Referring expression pointing data:

::::::

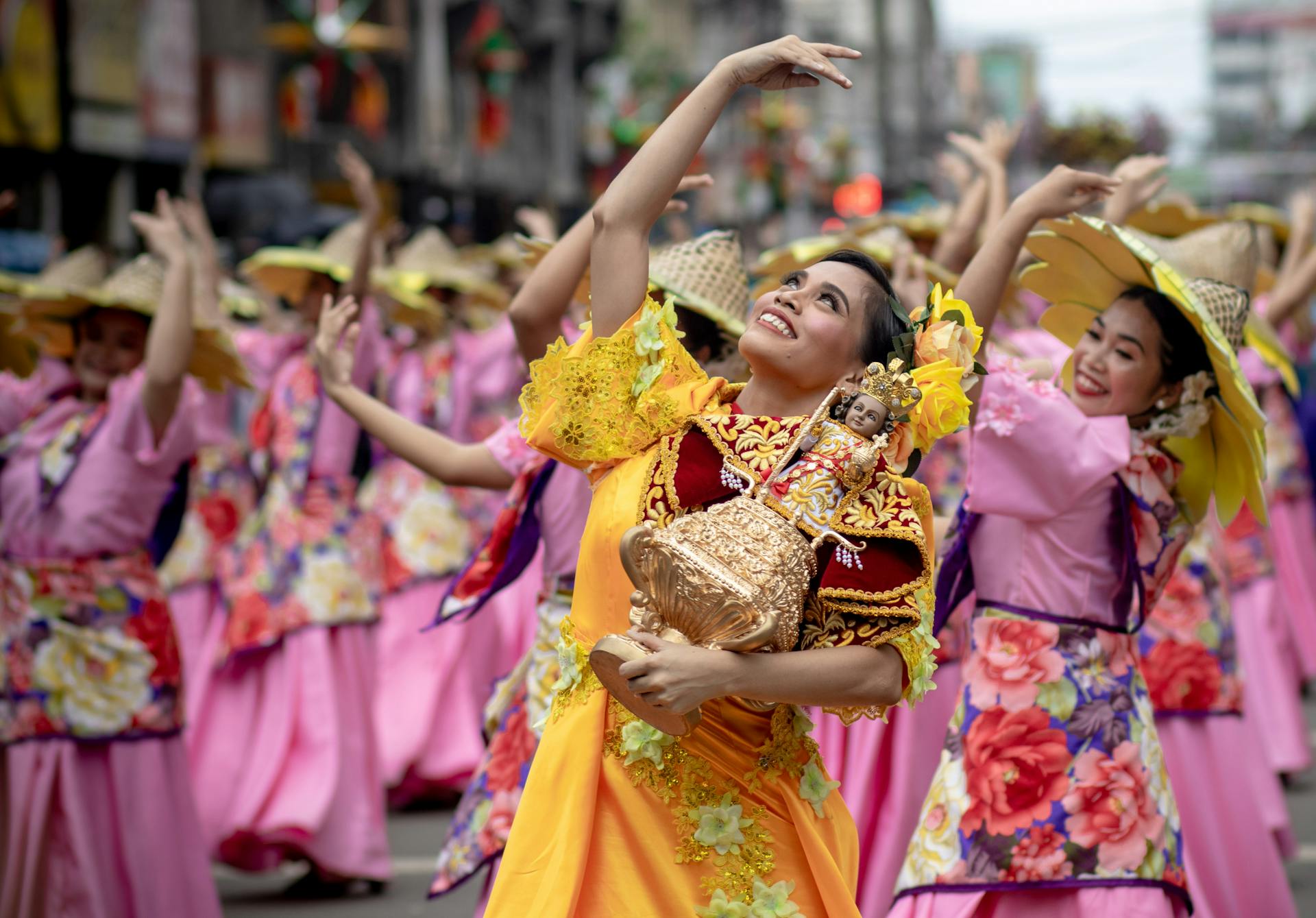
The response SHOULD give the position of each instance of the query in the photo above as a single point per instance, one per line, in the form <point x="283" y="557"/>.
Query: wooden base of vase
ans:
<point x="609" y="653"/>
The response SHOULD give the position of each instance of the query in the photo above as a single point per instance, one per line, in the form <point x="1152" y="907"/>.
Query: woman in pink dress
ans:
<point x="433" y="685"/>
<point x="98" y="817"/>
<point x="1234" y="843"/>
<point x="282" y="747"/>
<point x="1075" y="518"/>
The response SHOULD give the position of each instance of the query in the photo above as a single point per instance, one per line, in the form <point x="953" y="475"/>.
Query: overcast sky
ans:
<point x="1117" y="56"/>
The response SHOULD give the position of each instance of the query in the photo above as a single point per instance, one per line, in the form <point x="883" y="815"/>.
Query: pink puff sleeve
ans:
<point x="510" y="448"/>
<point x="1034" y="453"/>
<point x="19" y="397"/>
<point x="128" y="427"/>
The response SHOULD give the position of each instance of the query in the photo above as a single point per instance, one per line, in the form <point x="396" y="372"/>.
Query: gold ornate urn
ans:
<point x="729" y="579"/>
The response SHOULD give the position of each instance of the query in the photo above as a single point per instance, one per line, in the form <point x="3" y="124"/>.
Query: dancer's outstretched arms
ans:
<point x="1302" y="221"/>
<point x="362" y="181"/>
<point x="429" y="450"/>
<point x="682" y="677"/>
<point x="1141" y="181"/>
<point x="169" y="343"/>
<point x="545" y="297"/>
<point x="1062" y="191"/>
<point x="619" y="257"/>
<point x="1293" y="291"/>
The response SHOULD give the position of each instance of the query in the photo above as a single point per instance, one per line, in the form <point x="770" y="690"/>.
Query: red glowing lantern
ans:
<point x="861" y="198"/>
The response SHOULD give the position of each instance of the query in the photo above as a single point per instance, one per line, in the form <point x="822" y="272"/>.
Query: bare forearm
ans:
<point x="985" y="280"/>
<point x="998" y="197"/>
<point x="954" y="247"/>
<point x="1293" y="291"/>
<point x="169" y="347"/>
<point x="835" y="677"/>
<point x="360" y="283"/>
<point x="545" y="297"/>
<point x="450" y="463"/>
<point x="1297" y="245"/>
<point x="628" y="210"/>
<point x="208" y="276"/>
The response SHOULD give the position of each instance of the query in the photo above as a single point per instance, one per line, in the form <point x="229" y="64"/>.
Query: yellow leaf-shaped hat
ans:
<point x="1084" y="267"/>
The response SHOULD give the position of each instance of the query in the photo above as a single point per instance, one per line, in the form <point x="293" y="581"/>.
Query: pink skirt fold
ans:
<point x="1097" y="902"/>
<point x="282" y="751"/>
<point x="1270" y="684"/>
<point x="104" y="830"/>
<point x="885" y="771"/>
<point x="1293" y="533"/>
<point x="1234" y="865"/>
<point x="432" y="685"/>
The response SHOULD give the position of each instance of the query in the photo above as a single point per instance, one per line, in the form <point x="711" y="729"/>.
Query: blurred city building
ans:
<point x="1264" y="97"/>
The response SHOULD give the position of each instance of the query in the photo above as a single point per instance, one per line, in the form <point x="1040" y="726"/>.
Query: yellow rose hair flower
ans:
<point x="944" y="407"/>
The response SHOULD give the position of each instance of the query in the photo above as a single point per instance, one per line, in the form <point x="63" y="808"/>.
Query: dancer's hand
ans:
<point x="162" y="231"/>
<point x="687" y="183"/>
<point x="361" y="177"/>
<point x="678" y="677"/>
<point x="334" y="348"/>
<point x="1143" y="181"/>
<point x="908" y="278"/>
<point x="772" y="67"/>
<point x="1064" y="191"/>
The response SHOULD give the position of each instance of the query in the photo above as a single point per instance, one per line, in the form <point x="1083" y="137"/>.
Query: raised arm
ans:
<point x="955" y="243"/>
<point x="682" y="677"/>
<point x="441" y="457"/>
<point x="1302" y="214"/>
<point x="545" y="297"/>
<point x="362" y="181"/>
<point x="1293" y="291"/>
<point x="990" y="153"/>
<point x="1062" y="191"/>
<point x="206" y="261"/>
<point x="169" y="343"/>
<point x="619" y="256"/>
<point x="1143" y="181"/>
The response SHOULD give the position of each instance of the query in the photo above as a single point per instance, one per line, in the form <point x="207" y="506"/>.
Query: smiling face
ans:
<point x="866" y="417"/>
<point x="111" y="343"/>
<point x="808" y="330"/>
<point x="1118" y="364"/>
<point x="313" y="297"/>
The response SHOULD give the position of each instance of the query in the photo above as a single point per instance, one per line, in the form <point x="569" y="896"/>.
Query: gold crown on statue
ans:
<point x="891" y="385"/>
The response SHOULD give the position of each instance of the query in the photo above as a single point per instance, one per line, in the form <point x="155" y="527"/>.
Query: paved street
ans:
<point x="415" y="842"/>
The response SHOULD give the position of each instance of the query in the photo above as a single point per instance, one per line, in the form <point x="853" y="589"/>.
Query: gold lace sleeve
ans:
<point x="600" y="400"/>
<point x="905" y="623"/>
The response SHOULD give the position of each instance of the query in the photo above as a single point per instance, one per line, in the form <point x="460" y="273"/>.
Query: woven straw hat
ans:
<point x="65" y="277"/>
<point x="703" y="274"/>
<point x="136" y="287"/>
<point x="706" y="276"/>
<point x="286" y="270"/>
<point x="429" y="260"/>
<point x="1170" y="219"/>
<point x="1224" y="252"/>
<point x="428" y="247"/>
<point x="1084" y="265"/>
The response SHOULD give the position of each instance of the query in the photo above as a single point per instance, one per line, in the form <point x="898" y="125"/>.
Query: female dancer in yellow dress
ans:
<point x="736" y="818"/>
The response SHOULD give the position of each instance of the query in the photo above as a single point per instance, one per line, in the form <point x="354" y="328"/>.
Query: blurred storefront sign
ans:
<point x="103" y="37"/>
<point x="133" y="77"/>
<point x="170" y="93"/>
<point x="29" y="75"/>
<point x="236" y="114"/>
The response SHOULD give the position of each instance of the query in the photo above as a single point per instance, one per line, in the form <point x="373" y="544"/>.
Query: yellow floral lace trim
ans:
<point x="711" y="822"/>
<point x="576" y="681"/>
<point x="607" y="398"/>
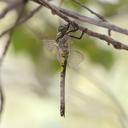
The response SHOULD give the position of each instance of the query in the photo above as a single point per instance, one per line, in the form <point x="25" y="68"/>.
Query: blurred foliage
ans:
<point x="95" y="53"/>
<point x="26" y="42"/>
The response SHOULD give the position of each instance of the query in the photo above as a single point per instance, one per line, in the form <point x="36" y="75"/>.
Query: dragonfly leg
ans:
<point x="80" y="37"/>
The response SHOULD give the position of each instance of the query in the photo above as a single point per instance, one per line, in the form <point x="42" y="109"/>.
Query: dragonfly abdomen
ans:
<point x="62" y="84"/>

::::::

YOUR GOAL: Give only the number of lines above that hold the string "pink".

ANSWER SPACE: 3